TASK OBJECTIVE>
A word-for-word copy of the line containing "Drop one marker on each instance of the navy" and every following line to the end of the data below is all the answer should hold.
-- RECORDS PROVIDED follows --
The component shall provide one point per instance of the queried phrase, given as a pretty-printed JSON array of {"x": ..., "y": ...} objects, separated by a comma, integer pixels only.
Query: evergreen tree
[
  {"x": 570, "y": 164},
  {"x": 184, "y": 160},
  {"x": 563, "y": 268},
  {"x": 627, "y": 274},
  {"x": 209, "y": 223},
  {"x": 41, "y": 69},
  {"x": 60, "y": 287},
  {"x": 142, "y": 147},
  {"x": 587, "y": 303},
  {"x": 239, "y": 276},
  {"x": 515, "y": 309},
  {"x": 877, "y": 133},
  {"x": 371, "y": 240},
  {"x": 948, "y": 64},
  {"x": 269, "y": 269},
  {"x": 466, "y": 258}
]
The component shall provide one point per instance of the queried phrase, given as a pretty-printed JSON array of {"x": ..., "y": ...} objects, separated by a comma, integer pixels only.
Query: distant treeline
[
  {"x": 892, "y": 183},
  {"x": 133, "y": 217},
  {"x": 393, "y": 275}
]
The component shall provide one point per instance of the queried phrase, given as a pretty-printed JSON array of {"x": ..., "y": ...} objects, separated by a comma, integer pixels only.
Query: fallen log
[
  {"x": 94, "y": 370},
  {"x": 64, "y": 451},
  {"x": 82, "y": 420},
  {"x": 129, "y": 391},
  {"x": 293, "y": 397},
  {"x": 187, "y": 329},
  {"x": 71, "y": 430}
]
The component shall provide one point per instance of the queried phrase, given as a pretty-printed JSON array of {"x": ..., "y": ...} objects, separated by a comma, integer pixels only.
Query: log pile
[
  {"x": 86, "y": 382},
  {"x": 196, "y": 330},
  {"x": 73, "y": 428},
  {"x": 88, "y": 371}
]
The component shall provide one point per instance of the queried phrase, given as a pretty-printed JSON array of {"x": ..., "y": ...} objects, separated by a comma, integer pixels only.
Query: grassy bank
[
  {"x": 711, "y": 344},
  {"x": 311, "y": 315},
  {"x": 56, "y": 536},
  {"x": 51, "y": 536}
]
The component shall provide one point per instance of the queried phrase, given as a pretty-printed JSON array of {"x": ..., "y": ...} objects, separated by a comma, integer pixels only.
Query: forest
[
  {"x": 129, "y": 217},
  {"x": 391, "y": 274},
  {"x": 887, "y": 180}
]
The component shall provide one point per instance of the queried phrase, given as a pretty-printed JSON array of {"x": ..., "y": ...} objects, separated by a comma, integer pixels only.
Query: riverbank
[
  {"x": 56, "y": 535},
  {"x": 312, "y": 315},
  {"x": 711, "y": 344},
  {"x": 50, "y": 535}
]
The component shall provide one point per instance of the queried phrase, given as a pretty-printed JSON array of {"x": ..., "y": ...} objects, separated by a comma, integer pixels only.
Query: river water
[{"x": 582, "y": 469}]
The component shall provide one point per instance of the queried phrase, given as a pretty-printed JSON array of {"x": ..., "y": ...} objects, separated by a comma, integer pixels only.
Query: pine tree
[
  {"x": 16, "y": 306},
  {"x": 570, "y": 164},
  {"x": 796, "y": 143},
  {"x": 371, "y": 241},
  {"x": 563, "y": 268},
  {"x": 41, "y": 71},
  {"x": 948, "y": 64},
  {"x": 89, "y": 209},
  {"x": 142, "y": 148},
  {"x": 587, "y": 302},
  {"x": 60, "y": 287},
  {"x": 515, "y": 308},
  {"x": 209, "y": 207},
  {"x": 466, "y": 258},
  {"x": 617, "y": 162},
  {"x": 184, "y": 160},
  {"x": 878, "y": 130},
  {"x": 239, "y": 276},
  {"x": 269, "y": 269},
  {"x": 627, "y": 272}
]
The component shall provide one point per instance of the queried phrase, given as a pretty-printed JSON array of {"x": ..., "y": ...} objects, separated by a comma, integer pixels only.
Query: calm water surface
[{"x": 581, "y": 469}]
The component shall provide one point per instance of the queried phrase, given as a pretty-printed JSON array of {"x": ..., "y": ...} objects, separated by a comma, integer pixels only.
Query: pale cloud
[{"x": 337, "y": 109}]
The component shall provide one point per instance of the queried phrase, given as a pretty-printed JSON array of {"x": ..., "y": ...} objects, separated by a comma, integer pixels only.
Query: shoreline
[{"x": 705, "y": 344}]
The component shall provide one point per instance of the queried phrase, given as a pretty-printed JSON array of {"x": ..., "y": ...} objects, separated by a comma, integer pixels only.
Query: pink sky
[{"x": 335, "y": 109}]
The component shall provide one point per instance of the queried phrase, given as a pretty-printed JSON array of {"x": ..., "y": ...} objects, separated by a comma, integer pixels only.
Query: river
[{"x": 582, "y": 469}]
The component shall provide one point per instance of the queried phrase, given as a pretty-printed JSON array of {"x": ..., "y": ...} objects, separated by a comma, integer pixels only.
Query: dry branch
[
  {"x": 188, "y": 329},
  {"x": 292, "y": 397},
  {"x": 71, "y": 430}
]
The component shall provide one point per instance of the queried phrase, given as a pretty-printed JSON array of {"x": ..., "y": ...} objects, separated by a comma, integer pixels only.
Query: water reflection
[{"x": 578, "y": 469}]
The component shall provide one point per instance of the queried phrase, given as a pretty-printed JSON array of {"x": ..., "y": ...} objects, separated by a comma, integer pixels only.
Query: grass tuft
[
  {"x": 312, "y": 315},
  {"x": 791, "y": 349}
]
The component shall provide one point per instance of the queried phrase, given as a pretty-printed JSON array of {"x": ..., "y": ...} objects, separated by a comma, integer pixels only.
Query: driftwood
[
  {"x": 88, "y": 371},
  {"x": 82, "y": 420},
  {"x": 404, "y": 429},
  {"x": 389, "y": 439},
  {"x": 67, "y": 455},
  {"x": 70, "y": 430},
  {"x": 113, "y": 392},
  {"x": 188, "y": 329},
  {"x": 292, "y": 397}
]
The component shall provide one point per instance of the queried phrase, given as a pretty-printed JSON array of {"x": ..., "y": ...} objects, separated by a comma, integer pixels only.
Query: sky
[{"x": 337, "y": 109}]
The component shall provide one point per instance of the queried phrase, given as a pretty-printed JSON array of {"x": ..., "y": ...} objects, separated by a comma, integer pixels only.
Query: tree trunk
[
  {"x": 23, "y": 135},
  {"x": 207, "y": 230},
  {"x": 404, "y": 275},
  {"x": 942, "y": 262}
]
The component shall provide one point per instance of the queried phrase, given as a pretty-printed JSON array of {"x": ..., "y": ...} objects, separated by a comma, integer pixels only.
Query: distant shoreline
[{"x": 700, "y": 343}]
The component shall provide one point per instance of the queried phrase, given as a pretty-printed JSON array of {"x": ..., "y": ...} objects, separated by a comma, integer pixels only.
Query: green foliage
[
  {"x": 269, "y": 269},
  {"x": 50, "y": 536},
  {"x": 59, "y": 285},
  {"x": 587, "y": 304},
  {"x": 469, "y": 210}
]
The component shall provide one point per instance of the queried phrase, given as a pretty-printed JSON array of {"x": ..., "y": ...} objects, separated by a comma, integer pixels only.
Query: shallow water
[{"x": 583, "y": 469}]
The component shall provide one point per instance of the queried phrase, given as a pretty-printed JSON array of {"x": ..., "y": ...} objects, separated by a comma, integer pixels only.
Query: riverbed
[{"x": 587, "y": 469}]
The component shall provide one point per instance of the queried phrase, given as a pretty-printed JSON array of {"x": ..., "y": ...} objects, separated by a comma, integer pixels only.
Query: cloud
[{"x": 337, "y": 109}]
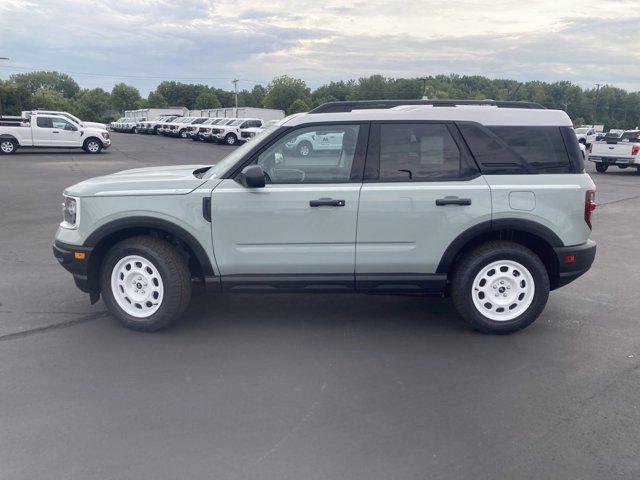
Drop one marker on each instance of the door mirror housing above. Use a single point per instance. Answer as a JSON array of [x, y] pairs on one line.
[[252, 177]]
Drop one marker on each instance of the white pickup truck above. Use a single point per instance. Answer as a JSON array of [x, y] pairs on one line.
[[52, 131], [622, 151], [27, 114]]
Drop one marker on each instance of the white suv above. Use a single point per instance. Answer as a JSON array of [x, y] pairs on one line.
[[231, 133]]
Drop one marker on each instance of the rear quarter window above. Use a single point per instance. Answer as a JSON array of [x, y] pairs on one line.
[[518, 149]]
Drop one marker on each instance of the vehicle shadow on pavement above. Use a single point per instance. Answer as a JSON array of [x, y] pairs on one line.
[[353, 311]]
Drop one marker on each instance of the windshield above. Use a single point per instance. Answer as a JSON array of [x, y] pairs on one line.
[[230, 160]]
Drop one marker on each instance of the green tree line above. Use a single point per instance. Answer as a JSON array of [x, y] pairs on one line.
[[611, 106]]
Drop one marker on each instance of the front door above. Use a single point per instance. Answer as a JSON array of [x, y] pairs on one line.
[[302, 224], [421, 191]]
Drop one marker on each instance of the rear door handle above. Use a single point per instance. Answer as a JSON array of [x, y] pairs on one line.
[[326, 202], [453, 201]]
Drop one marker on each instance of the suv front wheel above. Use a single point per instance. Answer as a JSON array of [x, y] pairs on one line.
[[145, 283], [500, 287]]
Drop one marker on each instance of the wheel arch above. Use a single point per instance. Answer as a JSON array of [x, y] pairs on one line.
[[103, 238], [535, 236]]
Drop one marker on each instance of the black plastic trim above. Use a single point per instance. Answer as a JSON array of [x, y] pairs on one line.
[[584, 255], [153, 223], [401, 283]]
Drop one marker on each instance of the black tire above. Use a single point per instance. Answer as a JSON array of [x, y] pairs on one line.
[[231, 139], [469, 266], [92, 146], [173, 271], [305, 148], [8, 146]]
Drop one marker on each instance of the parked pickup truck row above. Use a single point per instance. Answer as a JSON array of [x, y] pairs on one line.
[[46, 129], [229, 131], [622, 150]]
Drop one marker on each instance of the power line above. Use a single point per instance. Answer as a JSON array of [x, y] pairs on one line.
[[139, 77]]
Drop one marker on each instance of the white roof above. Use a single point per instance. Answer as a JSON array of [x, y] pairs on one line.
[[483, 114]]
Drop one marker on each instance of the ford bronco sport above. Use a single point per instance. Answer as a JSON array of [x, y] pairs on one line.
[[486, 202]]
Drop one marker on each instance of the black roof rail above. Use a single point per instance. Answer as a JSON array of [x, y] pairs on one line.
[[348, 106]]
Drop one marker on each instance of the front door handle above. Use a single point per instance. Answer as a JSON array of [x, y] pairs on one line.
[[326, 202], [453, 201]]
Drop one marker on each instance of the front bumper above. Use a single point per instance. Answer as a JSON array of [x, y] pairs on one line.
[[76, 260], [573, 262]]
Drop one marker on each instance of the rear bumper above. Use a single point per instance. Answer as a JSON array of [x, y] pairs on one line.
[[573, 262], [78, 267]]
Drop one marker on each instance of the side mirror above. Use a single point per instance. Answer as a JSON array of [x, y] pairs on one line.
[[252, 177]]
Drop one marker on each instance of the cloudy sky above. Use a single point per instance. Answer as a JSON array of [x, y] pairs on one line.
[[143, 42]]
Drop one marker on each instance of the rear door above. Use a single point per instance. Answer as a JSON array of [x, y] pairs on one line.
[[41, 129], [421, 190], [302, 224]]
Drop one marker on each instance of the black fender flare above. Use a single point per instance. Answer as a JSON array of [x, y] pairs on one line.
[[153, 223], [518, 224]]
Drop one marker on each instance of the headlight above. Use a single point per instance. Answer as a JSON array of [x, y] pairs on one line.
[[70, 212]]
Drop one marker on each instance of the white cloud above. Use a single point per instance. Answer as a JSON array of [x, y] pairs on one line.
[[583, 41]]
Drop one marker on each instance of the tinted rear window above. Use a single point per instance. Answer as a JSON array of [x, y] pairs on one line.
[[518, 149]]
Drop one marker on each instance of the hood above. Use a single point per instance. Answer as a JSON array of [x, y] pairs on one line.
[[169, 180]]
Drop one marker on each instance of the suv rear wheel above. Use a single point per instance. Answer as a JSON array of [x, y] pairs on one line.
[[500, 287], [145, 283]]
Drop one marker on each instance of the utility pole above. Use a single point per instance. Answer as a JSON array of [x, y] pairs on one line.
[[424, 88], [1, 106], [595, 108], [235, 88]]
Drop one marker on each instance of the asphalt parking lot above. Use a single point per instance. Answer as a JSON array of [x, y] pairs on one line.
[[307, 386]]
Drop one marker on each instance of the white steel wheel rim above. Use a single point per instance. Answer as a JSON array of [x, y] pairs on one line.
[[503, 290], [137, 286], [7, 146]]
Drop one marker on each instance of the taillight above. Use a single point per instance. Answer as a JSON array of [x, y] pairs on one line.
[[589, 206]]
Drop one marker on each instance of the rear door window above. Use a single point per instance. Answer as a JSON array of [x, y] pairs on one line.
[[44, 122]]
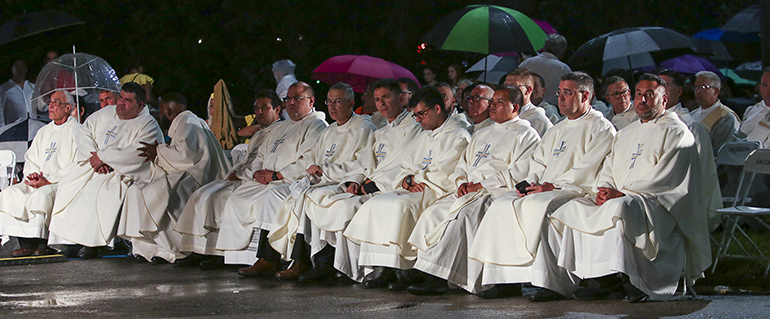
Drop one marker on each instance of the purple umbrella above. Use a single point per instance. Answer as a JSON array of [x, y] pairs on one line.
[[689, 64], [358, 71]]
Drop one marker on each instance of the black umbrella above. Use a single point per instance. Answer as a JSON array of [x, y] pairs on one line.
[[36, 29], [745, 21], [628, 43]]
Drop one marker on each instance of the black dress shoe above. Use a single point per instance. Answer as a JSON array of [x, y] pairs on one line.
[[89, 252], [546, 295], [319, 272], [71, 251], [501, 291], [213, 262], [387, 276]]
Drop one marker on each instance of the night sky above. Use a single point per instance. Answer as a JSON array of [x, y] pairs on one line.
[[187, 46]]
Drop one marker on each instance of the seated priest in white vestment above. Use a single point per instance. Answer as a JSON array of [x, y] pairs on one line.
[[328, 209], [191, 157], [564, 166], [450, 106], [523, 79], [757, 112], [646, 221], [199, 220], [711, 193], [621, 112], [445, 229], [279, 211], [89, 199], [382, 225], [25, 208], [272, 167], [720, 121]]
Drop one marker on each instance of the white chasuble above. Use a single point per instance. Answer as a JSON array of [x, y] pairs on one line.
[[88, 204], [53, 153], [193, 157], [659, 224]]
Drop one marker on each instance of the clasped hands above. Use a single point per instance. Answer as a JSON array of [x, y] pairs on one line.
[[36, 180], [97, 164]]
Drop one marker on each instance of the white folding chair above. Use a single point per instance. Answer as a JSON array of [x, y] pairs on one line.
[[758, 162], [7, 168], [734, 154]]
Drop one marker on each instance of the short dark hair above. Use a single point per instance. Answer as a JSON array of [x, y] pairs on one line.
[[652, 77], [275, 101], [174, 97], [676, 77], [514, 94], [428, 95], [389, 84], [410, 84], [139, 93]]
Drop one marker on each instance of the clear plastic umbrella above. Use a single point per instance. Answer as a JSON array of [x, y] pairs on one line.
[[81, 74]]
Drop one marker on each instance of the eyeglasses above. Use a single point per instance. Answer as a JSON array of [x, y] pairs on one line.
[[703, 87], [57, 103], [648, 95], [421, 114], [295, 99], [477, 98], [618, 94], [335, 101], [567, 92]]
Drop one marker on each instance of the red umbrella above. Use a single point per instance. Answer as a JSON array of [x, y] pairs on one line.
[[358, 71]]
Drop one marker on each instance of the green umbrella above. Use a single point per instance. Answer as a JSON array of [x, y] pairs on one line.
[[487, 29]]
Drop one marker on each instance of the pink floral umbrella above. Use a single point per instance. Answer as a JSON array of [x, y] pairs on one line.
[[358, 71]]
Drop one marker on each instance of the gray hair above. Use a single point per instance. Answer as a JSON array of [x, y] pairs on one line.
[[583, 81], [556, 44], [714, 80], [349, 95], [286, 67]]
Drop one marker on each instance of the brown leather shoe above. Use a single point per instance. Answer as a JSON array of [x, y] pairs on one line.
[[260, 268], [293, 272], [23, 252]]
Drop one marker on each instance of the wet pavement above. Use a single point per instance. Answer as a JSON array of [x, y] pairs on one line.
[[118, 287]]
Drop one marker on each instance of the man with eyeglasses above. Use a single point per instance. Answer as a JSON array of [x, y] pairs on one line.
[[446, 228], [25, 208], [191, 157], [523, 79], [478, 106], [273, 166], [89, 198], [381, 227], [621, 112], [644, 227], [328, 209], [720, 121], [512, 246], [757, 112], [280, 210], [197, 222], [449, 106]]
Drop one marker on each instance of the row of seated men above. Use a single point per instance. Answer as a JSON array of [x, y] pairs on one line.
[[417, 204]]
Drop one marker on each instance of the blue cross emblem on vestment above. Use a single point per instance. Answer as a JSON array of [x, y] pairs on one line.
[[561, 149], [277, 143], [427, 160], [380, 154], [331, 150], [110, 133], [636, 155], [50, 150], [481, 154]]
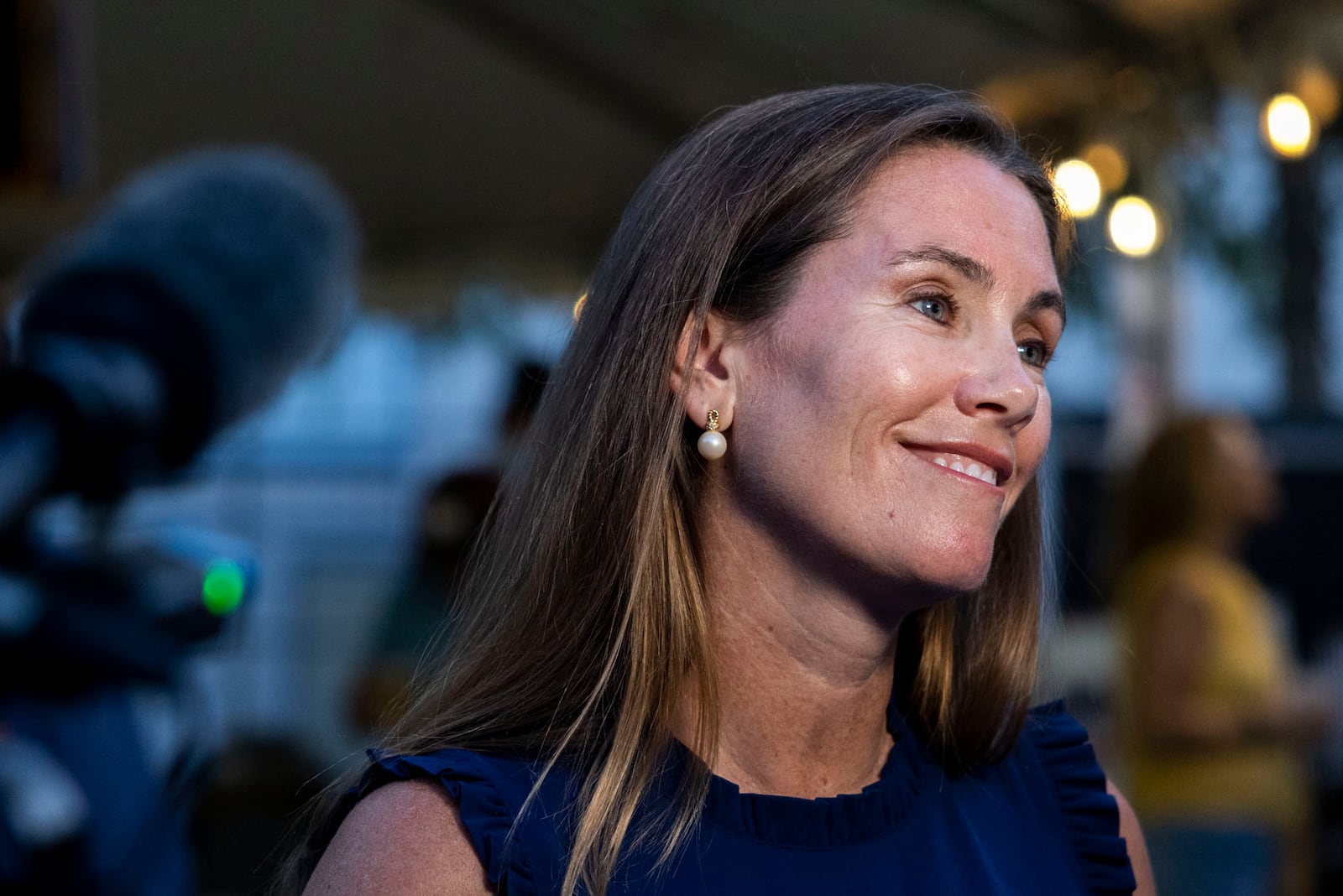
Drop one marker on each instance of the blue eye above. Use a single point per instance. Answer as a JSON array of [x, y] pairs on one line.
[[939, 307], [1033, 353]]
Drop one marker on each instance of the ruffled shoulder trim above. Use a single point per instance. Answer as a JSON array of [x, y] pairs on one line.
[[488, 793], [1091, 815]]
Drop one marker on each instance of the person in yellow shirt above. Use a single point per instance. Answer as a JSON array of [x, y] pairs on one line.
[[1215, 716]]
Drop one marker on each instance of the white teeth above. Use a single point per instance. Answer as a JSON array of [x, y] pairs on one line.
[[984, 474]]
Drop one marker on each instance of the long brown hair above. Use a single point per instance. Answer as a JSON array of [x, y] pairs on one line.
[[584, 609]]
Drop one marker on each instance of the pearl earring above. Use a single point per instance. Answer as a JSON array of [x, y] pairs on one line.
[[712, 443]]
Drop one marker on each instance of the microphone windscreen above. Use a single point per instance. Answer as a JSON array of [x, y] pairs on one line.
[[226, 267]]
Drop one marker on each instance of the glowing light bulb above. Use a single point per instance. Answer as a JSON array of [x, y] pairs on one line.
[[1110, 164], [1079, 187], [1287, 127], [1132, 227]]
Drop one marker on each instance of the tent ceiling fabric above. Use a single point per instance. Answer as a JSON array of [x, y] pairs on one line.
[[519, 128]]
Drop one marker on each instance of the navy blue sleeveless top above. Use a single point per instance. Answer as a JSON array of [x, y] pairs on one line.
[[1037, 822]]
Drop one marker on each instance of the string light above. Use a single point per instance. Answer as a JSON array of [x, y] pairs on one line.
[[1134, 228], [1287, 127], [1110, 164], [1079, 187]]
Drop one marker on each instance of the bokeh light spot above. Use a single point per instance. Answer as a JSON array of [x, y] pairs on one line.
[[1134, 228], [1079, 187]]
-- RECORDS PROVIDED concluded --
SOLUTION TO THE PROBLEM>
Drop one marker on each instance of the navy blue sleeveless top above. Use a single point per instance. Answer as a JSON array of [x, y] pairs on one line.
[[1037, 822]]
Drop one marker on each instance of the string light above. Use a single point per instance. Answer as a JSON array of [x, y] pairs on one line.
[[1134, 228], [1287, 127], [1110, 164], [1079, 187]]
Drop one marker on each instance of the bokeh light spot above. Use a single point per instance. Answer as a JSON array of [x, y] pairs on one line.
[[1134, 228], [1079, 187]]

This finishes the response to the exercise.